Endowment honors nurse’s innate dedication, leadership to profession
As a young girl in South Texas, Juanita Ruth Kirkpatrick Smith would eagerly await her mother’s return home from her shift as a special duty nurse. She loved listening to her mother recount her workday with stories of how she helped patients by assisting other nurses and doctors. Smith dreamed of the day she would become a nurse too. What she didn’t know then was the impact she would have on future nursing students through an endowed scholarship, which now bears her name.
The Juanita Ruth Kirkpatrick Smith, B.S.N., RN, M.S.H.P.Ed., Endowed Scholarship was established by Smith’s first cousin, Barbara Banker, to honor not only her dream of becoming a nurse, but also the strength and courage it took her to achieve it, and the compassion and focus on patient care that defined her almost 30-year nursing career.“She is a natural-born nurse,” said Banker, who serves on the Nursing Advisory Council for the School of Nursing. “She hears something that no one else hears when she takes care of someone. I have always admired her, and she was my inspiration for this scholarship.”
In order to qualify for this scholarship, students must be enrolled at the master’s level majoring in a nurse practitioner program, demonstrate financial need and possess a G.P.A. of 3.5 or above. Applicants must also complete a personal written statement explaining interest and motivation in pursuing their degree.
The first recipient of this scholarship is Erin Brooke Madison, 25, who currently works full time in the pediatric ICU at University Hospital and is enrolled part time in the School of Nursing’s family nurse practitioner master’s degree program.
“This scholarship helps ease the financial burden that comes along with continuing my education,” said Madison, who is also a newlywed and expecting her first child. “Knowing Mrs. Smith’s story and how she never gave up on her dream, encourages me as well. I always enjoy knowing a person’s story, and I think that is why I enjoy nursing so much.”
With a genuine concern for others and a passion for learning, Madison embodies the characteristics of the nursing student Smith and Banker hope this scholarship continues to help, and ironically, for Smith, now 85, it all began with stories. “Mother would come home and tell stories about her cases and surgeries,” Smith recalled, “and I would just sit there and soak it in. She never really encouraged me to go into nursing because she said it was really hard, hard work, but I loved the sciences and I wanted to be a nurse.”
A nurse she became. In fact, Smith at age 44 was one of the first graduates of the School of Nursing at the UT Health Science Center in 1975, earning her Bachelor of Science in Nursing degree. The road to her dream, however, was not a straight one. Graduating from high school at 16, Smith’s mother believed she was too young to attend either of the closest nursing schools in San Antonio or Houston, so her dream was placed on hold. Instead, she took business courses at Texas A&I University in her hometown of Kingsville. Soon, she married and had three children.
A decade later and living in Corpus Christi, her family was in need of a supplemental income, so Smith turned back to her dream by applying for a nurse’s aide position in the local hospital. A job in the admitting office, however, paid double that of a nurse’s aide and once more, her dream was placed on hold.

Directions →
- 1) Which requirements must students meet to qualify for the endowed scholarship described in the scholarship article? List every one.
- 2) Print the stretch of the scholarship article from "A decade later" through "more, her dream was placed on hold.".
- 3) Pick up the scholarship article where it stops and keep writing.

Data for review →
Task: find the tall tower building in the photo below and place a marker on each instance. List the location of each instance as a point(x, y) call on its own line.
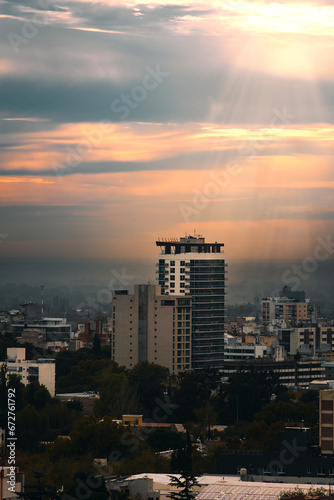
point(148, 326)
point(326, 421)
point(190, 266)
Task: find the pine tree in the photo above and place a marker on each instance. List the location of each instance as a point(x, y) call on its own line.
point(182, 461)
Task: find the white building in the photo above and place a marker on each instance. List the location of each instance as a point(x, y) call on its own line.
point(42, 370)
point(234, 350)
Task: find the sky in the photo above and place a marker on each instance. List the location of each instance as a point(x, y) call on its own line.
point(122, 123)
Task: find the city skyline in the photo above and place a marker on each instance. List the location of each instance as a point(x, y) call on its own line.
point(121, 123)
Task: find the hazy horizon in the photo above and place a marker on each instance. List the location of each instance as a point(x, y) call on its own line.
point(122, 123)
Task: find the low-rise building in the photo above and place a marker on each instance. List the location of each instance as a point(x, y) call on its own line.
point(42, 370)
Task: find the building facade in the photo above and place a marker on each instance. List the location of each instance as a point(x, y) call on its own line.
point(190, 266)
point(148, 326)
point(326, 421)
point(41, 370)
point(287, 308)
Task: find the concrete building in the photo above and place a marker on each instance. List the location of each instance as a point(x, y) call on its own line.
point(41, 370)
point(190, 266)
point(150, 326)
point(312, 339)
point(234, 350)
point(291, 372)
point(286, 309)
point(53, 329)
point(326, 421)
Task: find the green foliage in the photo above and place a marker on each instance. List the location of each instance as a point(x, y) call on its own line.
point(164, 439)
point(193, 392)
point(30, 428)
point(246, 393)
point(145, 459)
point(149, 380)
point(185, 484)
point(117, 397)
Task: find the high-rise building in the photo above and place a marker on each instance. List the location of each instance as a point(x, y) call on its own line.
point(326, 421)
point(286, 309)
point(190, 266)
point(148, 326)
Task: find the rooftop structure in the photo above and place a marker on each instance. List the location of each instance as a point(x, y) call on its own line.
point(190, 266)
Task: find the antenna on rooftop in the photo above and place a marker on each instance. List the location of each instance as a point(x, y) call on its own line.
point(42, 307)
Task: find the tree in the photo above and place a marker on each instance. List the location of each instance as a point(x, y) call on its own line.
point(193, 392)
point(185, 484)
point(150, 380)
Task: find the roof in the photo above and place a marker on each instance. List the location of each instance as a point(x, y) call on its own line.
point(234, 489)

* * *

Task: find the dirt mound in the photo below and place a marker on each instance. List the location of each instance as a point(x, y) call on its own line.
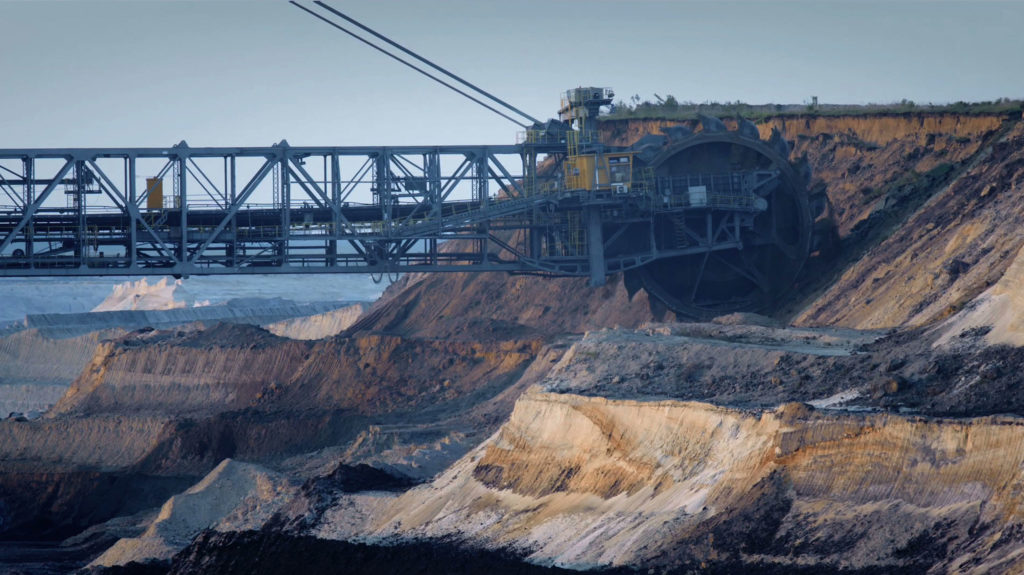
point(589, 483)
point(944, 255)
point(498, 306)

Written answers →
- 1)
- Be enrolled at the master's level, majoring in a nurse practitioner program
- Demonstrate financial need
- Have a G.P.A. of 3.5 or above
- Complete a personal written statement explaining their interest and motivation in pursuing their degree

- 2)
A decade later and living in Corpus Christi, her family was in need of a supplemental income, so Smith turned back to her dream by applying for a nurse’s aide position in the local hospital. A job in the admitting office, however, paid double that of a nurse’s aide and once more, her dream was placed on hold.

- 3)
“She worked very hard for a very long time, and she kind of glosses over some of the obstacles she had,” explained Banker, “but there were obstacles that would have stopped most people dead in their tracks. She just kept going.”
After working the noon to 9 p.m. shift for two years in the hospital and a short stint as a receptionist and transcriber for a medical doctor, Smith returned to school and earned a certificate as a petroleum draftsman launching her almost 10-year career in the oil business. Eventually, everything aligned and she enrolled in a licensed vocational nursing program at Mercy Hospital in Jourdanton, finally living her dream of studying and working in the nursing profession. Smith worked as an LVN full time and took classes at night for the next seven years in order to receive her B.S.N. in 1975. She continued her education completing her Master of Science degree in Health Professions and Administration in 1979 from Southwest Texas State University, now Texas State University, in San Marcos and earning her counseling certification in 1990 from the University of North Texas in Denton. Her only regret is not being able to pursue her desire to become a nurse practitioner, which is why the scholarship is focused on helping students enrolled in such a program. “My main message is,” Smith reiterated, “it is never too late to follow your dream. It just takes a lot of determination.”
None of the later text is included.